▶ [Required task]:
Turn the rows running from the line with "Target: bed" through the line with "pixel 68 38" into a two-column CSV with the columns text and point. Give each row one line, with each field in quotation marks and line breaks replaced by spaces.
** begin Supplied material **
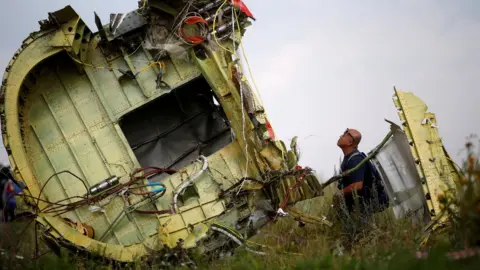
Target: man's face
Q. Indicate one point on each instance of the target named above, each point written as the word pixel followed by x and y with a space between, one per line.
pixel 345 139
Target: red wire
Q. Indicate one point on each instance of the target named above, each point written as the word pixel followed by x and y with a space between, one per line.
pixel 193 20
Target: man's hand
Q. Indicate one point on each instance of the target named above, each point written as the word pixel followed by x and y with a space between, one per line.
pixel 337 198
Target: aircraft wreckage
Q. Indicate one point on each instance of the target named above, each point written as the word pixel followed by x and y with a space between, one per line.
pixel 145 136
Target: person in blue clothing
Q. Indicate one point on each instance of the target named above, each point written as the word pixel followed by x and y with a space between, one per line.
pixel 354 201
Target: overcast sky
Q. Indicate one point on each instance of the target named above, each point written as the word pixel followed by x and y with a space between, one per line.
pixel 322 66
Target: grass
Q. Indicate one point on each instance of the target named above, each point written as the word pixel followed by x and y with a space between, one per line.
pixel 389 244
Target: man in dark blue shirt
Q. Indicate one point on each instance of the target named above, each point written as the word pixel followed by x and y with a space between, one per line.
pixel 351 186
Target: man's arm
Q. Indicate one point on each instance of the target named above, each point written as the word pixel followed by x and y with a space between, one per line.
pixel 356 177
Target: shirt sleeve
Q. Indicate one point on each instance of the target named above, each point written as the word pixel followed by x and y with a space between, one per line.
pixel 356 176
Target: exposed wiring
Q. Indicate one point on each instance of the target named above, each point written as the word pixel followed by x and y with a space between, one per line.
pixel 235 237
pixel 56 174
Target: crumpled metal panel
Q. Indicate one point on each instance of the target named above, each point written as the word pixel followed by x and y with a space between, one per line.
pixel 433 163
pixel 397 168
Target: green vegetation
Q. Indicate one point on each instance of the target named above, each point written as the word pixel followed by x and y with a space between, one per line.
pixel 387 244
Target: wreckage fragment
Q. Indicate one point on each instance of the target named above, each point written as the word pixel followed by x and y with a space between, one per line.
pixel 138 139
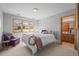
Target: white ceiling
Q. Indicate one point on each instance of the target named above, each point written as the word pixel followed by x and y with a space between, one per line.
pixel 26 9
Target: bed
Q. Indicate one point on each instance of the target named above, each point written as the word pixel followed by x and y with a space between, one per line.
pixel 46 39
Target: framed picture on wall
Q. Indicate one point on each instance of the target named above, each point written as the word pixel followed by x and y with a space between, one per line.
pixel 17 25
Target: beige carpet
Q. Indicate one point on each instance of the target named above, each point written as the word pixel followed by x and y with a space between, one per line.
pixel 50 50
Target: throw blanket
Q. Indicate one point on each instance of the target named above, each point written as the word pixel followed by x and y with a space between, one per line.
pixel 38 42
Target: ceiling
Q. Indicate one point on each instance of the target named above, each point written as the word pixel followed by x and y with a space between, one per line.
pixel 44 9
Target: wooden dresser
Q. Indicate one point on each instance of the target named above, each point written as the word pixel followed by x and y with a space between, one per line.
pixel 68 38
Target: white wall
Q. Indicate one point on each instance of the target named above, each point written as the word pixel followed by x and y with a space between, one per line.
pixel 1 26
pixel 53 22
pixel 7 23
pixel 45 24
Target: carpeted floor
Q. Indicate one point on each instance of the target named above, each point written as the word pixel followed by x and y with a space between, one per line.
pixel 50 50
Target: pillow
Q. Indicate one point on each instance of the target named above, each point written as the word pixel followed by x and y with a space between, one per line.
pixel 31 40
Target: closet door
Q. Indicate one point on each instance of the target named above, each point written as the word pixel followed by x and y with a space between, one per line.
pixel 1 27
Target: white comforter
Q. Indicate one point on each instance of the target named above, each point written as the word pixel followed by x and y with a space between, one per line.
pixel 45 38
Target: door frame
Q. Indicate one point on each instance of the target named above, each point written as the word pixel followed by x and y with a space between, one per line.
pixel 75 27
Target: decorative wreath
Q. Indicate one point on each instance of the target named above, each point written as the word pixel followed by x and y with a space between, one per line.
pixel 31 41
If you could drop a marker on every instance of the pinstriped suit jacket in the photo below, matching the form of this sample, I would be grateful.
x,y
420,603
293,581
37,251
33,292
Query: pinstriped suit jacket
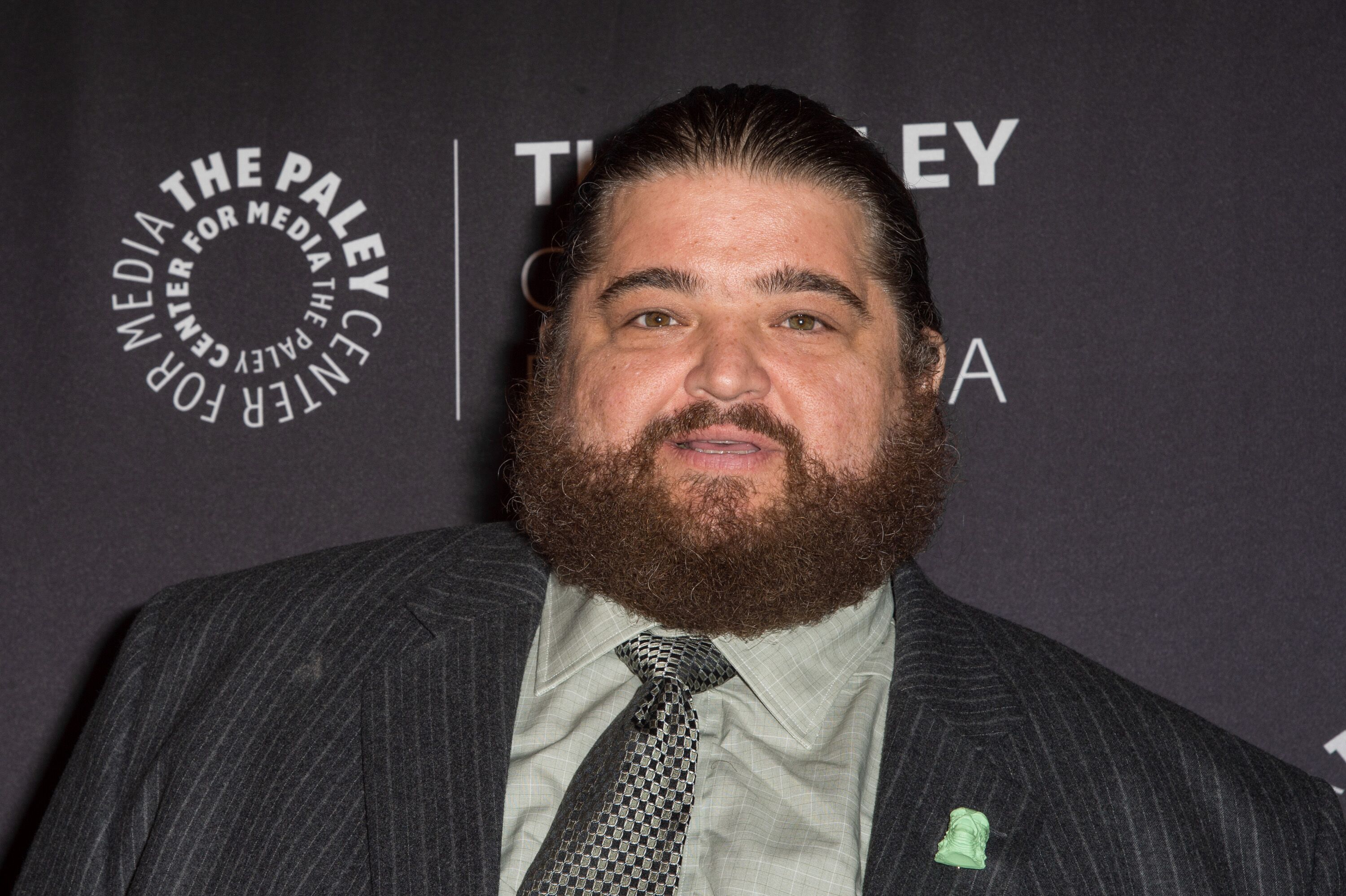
x,y
341,723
** end Supplied material **
▶ [Response to the task]:
text,point
"Target: bed Q. Indicate one point on each instance of the target named above, each point written as the word pixel followed by x and y with a space between, one per line.","pixel 46 39"
"Target: framed picture on wall Q. Indicate one point on each instance of the target named above, each point written as the word pixel followed by x and y with a space between, one per line.","pixel 17 25"
"Target: beige carpet Q. Indicate one point on each instance of the target named above, each point written as the word pixel followed by x and y with a space between, one per line.","pixel 50 50"
"Target: throw blanket Q. Indicate one point on each instance of the target named above, each point written as the word pixel followed by x and y with a space between, one per line.","pixel 38 42"
"Target: ceiling Q. Indicate one point on each instance of the target named above, each point written as the word pixel followed by x and y with a space between, one per line.","pixel 44 9"
"Target: wooden dresser Q. Indicate one point on each instance of the target named above, each point written as the word pixel followed by x and y with a space between, one per line.","pixel 68 38"